Stored data>
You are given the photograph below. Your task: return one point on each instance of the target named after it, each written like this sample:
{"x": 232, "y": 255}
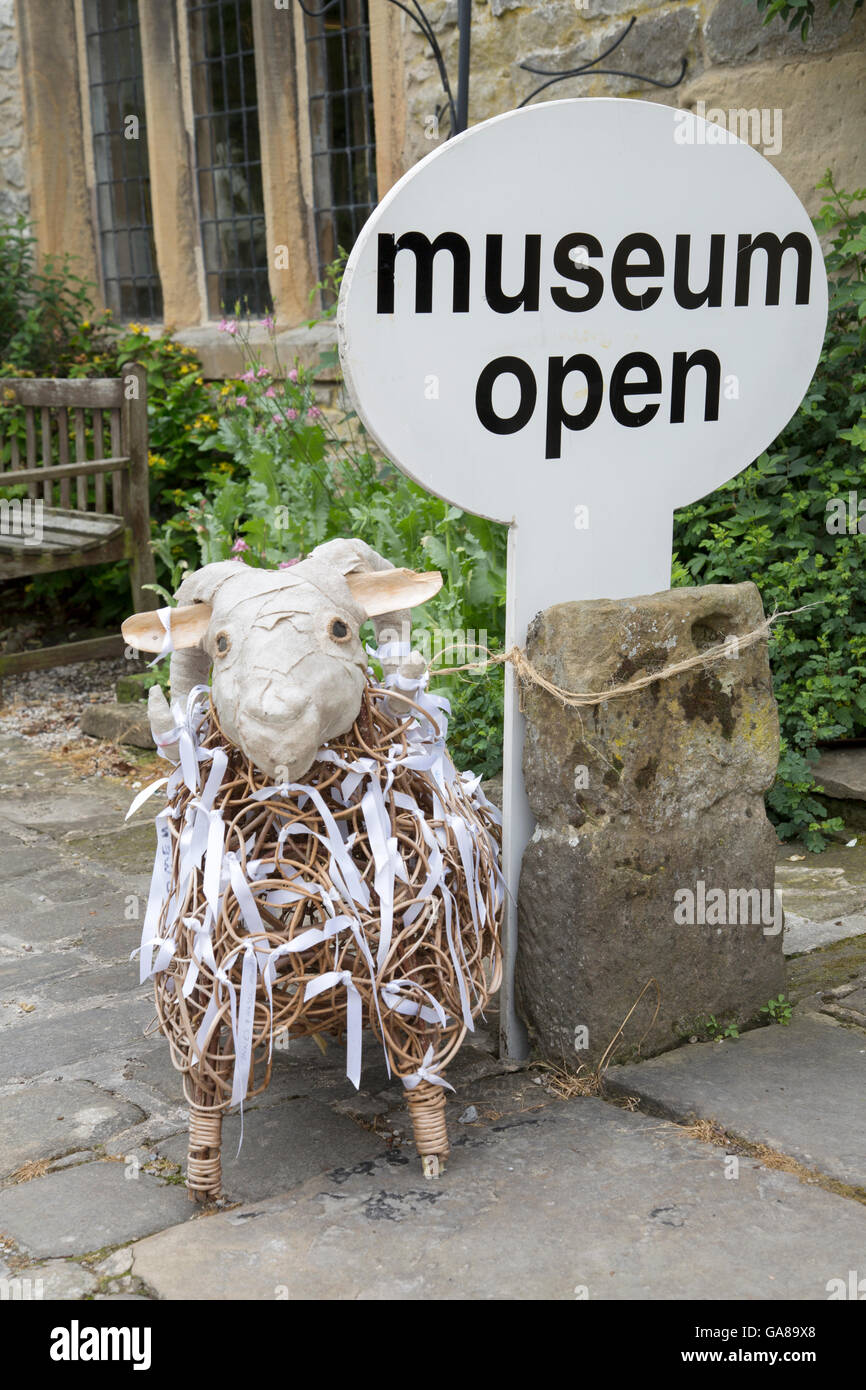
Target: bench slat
{"x": 99, "y": 392}
{"x": 63, "y": 531}
{"x": 81, "y": 453}
{"x": 66, "y": 470}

What this task involves>
In the copy, include all records verbatim but no images.

Exercise response>
You are given the photograph below. Your task: return one point on each instance of the target named after it, each written like this sample:
{"x": 232, "y": 255}
Target: bench slat
{"x": 99, "y": 392}
{"x": 63, "y": 531}
{"x": 81, "y": 453}
{"x": 66, "y": 470}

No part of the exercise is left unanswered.